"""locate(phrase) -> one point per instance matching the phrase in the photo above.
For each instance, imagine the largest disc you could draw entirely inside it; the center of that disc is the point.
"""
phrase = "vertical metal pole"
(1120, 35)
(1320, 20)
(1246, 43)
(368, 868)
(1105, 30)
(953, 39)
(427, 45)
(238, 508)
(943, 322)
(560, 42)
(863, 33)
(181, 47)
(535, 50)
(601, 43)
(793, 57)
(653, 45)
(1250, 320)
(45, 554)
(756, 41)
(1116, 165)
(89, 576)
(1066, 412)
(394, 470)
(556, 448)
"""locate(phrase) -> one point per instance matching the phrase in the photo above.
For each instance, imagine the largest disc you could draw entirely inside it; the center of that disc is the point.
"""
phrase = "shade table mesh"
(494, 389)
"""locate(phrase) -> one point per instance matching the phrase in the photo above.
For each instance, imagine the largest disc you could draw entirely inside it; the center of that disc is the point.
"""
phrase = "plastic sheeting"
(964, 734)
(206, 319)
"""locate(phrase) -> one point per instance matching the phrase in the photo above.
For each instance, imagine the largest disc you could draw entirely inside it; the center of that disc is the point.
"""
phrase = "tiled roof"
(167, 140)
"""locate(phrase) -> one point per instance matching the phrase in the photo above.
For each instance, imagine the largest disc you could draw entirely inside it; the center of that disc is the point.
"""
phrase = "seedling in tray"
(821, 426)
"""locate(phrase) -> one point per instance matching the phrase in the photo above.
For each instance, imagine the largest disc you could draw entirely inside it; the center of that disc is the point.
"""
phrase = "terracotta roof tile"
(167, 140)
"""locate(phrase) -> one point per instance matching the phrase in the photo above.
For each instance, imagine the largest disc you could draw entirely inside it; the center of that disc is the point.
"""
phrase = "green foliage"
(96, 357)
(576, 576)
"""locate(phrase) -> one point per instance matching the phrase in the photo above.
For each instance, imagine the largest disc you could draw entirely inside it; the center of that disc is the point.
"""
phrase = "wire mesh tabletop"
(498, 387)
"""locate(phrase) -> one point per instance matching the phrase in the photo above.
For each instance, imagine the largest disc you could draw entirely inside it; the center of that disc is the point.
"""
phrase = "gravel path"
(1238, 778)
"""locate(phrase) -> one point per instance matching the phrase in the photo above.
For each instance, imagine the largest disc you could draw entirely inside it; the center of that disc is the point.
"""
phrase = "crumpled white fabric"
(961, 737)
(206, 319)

TASK – Please pull out every line of the records above that contains the word "mesh".

FULL OUTPUT –
phrase = "shade table mesh"
phrase = "wire mesh tabletop"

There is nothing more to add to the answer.